这块我们还是从Cache的put方法开始：

@Nullable CacheRequest put(Response response) {
    //此处省略部分代码
    //从Response中构造一个Cache.Entry
    Entry entry = new Entry(response);
    DiskLruCache.Editor editor = null;
    try {
      //从DiskLruCache中获取一个editor
      editor = cache.edit(key(response.request().url()));
      if (editor == null) {
        return null;
      }
      //将Cache.Entry写入到文件
      entry.writeTo(editor);
      //返回一个缓存的Request
      return new CacheRequestImpl(editor);
    } catch (IOException e) {
      abortQuietly(editor);
      return null;
    }
  }

整个写入部分分成4步，第一步构造Cache.Entry，通过上面的分析我们知道Cache.Entry存的都是Response中的Header信息，所以这里肯定是把Response的Header中内容赋值到Cache.Entry中，我们就不再深入，我们看后续三步。

2.1 获取editor

我们先看下Editor是什么：

public final class Editor {
    //此处的Entry是DiskLruCache.Entry,主要记录的是每个请求涉及到的具体文件
    final Entry entry;
    //文件是否可写
    final boolean[] written;
    private boolean done;
    //获取某个文件的输入流,类似与InputStream
    public Source newSource(int index) {
      //省略方法实现
    }
    //获取某个文件的输出流，类似于OutputStream
    public Sink newSink(int index) {
      //省略方法实现
    }

可以看到，这里的Editor其实就是提供了一种对缓存文件的流操作而已，类似于前面提到的Snapshot，当然这里多了一个数组记录各个文件是否可以写入的状态记录。
现在，我们再来分析如何获取一个Editor：

synchronized Editor edit(String key, long expectedSequenceNumber) throws IOException {
    initialize();
    //省略部分代码
    Entry entry = lruEntries.get(key);  
    //省略部分代码
    // Flush the journal before creating files to prevent file leaks.
    journalWriter.writeUtf8(DIRTY).writeByte(' ').writeUtf8(key).writeByte('\n');
    journalWriter.flush();
    if (hasJournalErrors) {
      return null; // Don't edit; the journal can't be written.
    }
    if (entry == null) {
      entry = new Entry(key);
      lruEntries.put(key, entry);
    }
    Editor editor = new Editor(entry);
    entry.currentEditor = editor;
    return editor;
  }

可以看到，首先是往journal文件中写入了以DIRTY开头的行，表明当前该请求的缓存文件已被某个线程准备写入。如果之前没有缓存过要先生成一个DiskLruCache.Entry，最后生成一个Editor便于对文件进行操作。

2.2将Cache.Entry写入到文件

其实就是这句：

    entry.writeTo(editor);

具体看源码：

public void writeTo(DiskLruCache.Editor editor) throws IOException {
      BufferedSink sink = Okio.buffer(editor.newSink(ENTRY_METADATA));

      sink.writeUtf8(url)
          .writeByte('\n');
      sink.writeUtf8(requestMethod)
          .writeByte('\n');
      sink.writeDecimalLong(varyHeaders.size())
          .writeByte('\n');
      for (int i = 0, size = varyHeaders.size(); i < size; i++) {
        sink.writeUtf8(varyHeaders.name(i))
            .writeUtf8(": ")

▸ **所给材料**
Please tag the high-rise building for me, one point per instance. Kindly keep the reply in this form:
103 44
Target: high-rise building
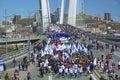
107 17
16 19
37 16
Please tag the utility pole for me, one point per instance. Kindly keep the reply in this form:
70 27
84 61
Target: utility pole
41 19
6 30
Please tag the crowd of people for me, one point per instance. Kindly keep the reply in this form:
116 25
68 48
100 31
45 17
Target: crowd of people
71 56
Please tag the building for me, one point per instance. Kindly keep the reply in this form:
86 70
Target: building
55 17
16 19
37 16
107 17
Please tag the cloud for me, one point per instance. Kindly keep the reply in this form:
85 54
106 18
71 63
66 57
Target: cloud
116 2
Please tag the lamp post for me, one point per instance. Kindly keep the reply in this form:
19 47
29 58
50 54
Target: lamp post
41 19
6 31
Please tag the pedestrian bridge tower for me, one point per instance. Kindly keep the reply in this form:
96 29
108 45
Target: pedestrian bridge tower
44 14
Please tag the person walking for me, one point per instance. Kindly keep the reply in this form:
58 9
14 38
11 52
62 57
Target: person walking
6 77
28 75
15 75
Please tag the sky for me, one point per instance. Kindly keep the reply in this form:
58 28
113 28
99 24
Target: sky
26 8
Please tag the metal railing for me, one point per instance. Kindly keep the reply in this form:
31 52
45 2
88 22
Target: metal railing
16 53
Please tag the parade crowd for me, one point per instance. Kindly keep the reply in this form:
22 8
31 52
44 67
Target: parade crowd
68 55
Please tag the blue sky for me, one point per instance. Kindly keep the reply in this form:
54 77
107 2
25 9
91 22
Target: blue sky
26 8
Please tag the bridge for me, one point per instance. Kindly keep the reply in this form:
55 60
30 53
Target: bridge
31 38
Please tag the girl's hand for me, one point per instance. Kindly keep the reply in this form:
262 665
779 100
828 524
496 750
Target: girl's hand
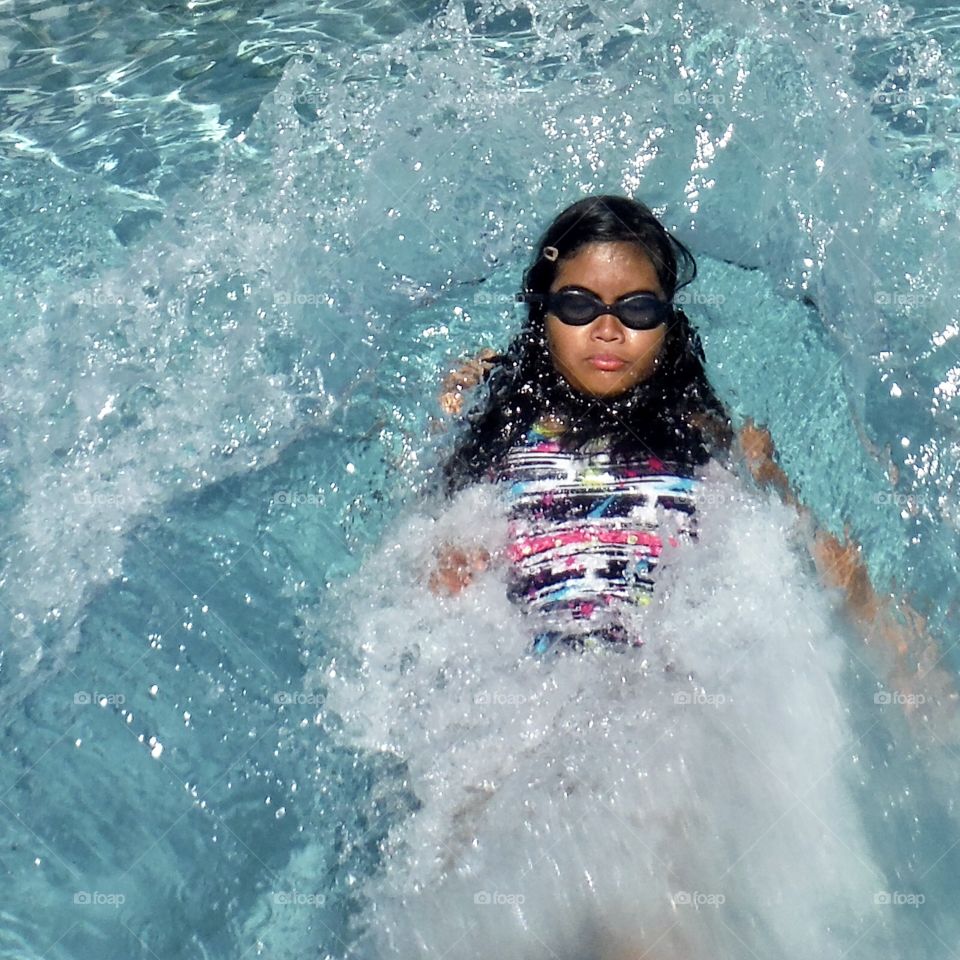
468 375
456 567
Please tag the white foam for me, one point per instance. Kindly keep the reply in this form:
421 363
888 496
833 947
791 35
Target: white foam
689 797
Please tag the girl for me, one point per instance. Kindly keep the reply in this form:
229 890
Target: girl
599 418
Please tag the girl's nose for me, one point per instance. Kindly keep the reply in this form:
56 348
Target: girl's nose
607 327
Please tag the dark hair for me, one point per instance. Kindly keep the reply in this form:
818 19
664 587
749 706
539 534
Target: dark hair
669 414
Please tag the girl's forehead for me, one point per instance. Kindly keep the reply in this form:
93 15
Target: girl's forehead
618 263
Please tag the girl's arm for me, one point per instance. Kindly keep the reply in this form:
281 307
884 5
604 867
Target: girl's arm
900 629
456 567
469 374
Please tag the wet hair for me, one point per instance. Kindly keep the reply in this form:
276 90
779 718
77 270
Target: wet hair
674 414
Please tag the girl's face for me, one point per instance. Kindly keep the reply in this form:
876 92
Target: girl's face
605 358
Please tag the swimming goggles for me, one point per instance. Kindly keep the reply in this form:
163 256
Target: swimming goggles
577 308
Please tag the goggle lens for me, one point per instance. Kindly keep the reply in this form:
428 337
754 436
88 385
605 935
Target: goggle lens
640 311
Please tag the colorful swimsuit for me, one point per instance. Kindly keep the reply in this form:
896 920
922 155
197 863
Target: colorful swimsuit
586 534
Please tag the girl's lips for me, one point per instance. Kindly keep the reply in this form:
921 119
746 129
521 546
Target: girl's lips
604 362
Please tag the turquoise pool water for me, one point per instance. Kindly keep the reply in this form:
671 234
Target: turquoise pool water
241 242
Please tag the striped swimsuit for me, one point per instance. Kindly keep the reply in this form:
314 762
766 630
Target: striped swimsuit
586 533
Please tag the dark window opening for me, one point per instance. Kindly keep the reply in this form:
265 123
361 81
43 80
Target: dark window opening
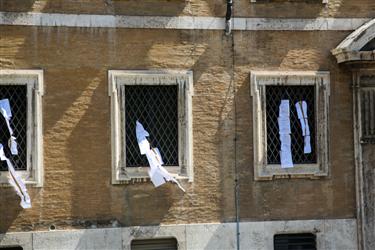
156 107
154 244
303 241
17 95
274 95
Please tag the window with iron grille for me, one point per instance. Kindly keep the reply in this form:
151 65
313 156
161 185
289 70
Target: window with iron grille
156 108
274 95
268 89
17 96
302 241
161 101
24 90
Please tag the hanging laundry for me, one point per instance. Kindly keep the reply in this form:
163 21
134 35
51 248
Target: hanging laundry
14 178
284 133
158 174
301 108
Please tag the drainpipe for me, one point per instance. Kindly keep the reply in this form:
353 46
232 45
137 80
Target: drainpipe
228 16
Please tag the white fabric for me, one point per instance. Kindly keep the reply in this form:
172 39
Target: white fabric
16 181
301 108
158 174
284 132
14 178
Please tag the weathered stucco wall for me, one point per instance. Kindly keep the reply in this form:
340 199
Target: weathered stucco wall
263 8
76 131
332 197
77 125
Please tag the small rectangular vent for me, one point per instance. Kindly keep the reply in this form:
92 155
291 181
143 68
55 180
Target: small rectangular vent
303 241
154 244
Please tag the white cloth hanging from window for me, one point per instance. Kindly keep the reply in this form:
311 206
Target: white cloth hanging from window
14 178
284 133
158 174
301 108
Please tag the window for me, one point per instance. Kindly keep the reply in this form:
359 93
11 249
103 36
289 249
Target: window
294 241
268 89
155 244
161 101
24 90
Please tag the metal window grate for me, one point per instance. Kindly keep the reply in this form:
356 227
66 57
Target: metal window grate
274 95
154 244
368 114
303 241
156 107
17 95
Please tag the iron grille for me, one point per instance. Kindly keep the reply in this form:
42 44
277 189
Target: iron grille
368 114
304 241
274 95
154 244
156 107
17 95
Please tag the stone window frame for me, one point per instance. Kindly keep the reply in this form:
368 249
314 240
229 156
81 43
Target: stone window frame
34 81
258 81
184 79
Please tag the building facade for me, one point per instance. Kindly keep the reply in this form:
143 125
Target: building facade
209 91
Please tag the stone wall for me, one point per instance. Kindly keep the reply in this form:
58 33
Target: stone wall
243 8
76 117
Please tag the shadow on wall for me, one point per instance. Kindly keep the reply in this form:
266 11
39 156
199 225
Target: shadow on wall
118 7
77 152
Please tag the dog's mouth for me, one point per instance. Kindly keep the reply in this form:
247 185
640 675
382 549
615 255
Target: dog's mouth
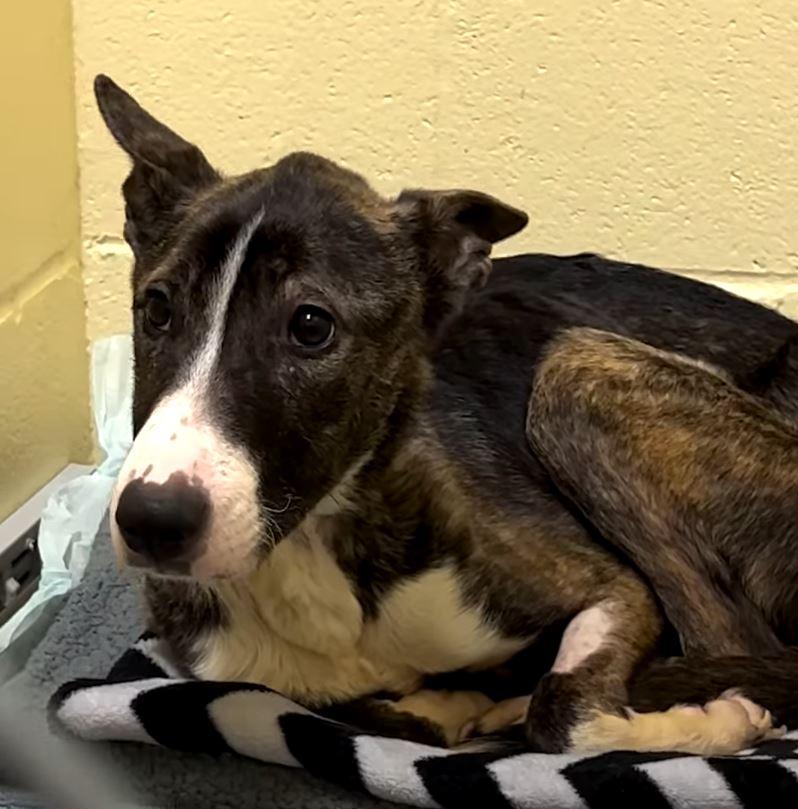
186 502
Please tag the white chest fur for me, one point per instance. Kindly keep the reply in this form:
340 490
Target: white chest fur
296 626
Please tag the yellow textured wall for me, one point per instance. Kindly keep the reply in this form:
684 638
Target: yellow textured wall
44 414
663 132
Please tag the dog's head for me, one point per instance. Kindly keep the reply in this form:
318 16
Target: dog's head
281 318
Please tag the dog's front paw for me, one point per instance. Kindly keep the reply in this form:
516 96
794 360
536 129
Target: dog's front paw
726 725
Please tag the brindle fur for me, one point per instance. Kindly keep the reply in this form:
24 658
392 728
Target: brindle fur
627 441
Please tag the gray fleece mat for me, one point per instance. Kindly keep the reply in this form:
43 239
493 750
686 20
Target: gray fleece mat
95 625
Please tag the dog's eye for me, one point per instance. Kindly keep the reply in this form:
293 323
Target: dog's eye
157 309
312 327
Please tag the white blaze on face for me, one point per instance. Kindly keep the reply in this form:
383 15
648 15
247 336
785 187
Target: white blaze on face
179 437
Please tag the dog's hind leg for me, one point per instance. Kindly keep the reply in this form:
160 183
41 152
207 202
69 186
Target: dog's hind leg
693 480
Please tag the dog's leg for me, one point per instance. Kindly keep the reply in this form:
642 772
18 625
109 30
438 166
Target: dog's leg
439 718
685 474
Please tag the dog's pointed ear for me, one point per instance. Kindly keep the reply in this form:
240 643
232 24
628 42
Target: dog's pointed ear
454 232
167 171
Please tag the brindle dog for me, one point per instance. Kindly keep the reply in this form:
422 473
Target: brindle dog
362 460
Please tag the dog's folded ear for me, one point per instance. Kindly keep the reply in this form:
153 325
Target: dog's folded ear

▸ **任务指令 1**
源文档说整个写入部分分成几步？
▸ **任务指令 2**
照录源文档中的一段：从含有“synchronized Editor edit(String”的地方开始，到“prevent file leaks.”之后停止。
▸ **任务指令 3**
讲缓存写入流程的源文档在末尾中断了，请从它最后显示的内容之后接着续写。
这些记录是一份独立的材料，与源文档无关。

▸ **任务结果 1**
分成4步。

▸ **任务结果 2**
synchronized Editor edit(String key, long expectedSequenceNumber) throws IOException {
    initialize();
    //省略部分代码
    Entry entry = lruEntries.get(key);  
    //省略部分代码
    // Flush the journal before creating files to prevent file leaks.

▸ **任务结果 3**
            .writeUtf8(varyHeaders.value(i))
            .writeByte('\n');
      }

      sink.writeUtf8(new StatusLine(protocol, code, message).toString())
          .writeByte('\n');
      sink.writeDecimalLong(responseHeaders.size() + 2)
          .writeByte('\n');
      for (int i = 0, size = responseHeaders.size(); i < size; i++) {
        sink.writeUtf8(responseHeaders.name(i))
            .writeUtf8(": ")
            .writeUtf8(responseHeaders.value(i))
            .writeByte('\n');
      }
      sink.writeUtf8(SENT_MILLIS)
          .writeUtf8(": ")
          .writeDecimalLong(sentRequestMillis)
          .writeByte('\n');
      sink.writeUtf8(RECEIVED_MILLIS)
          .writeUtf8(": ")
          .writeDecimalLong(receivedResponseMillis)
          .writeByte('\n');

      if (isHttps()) {
        sink.writeByte('\n');
        sink.writeUtf8(handshake.cipherSuite().javaName())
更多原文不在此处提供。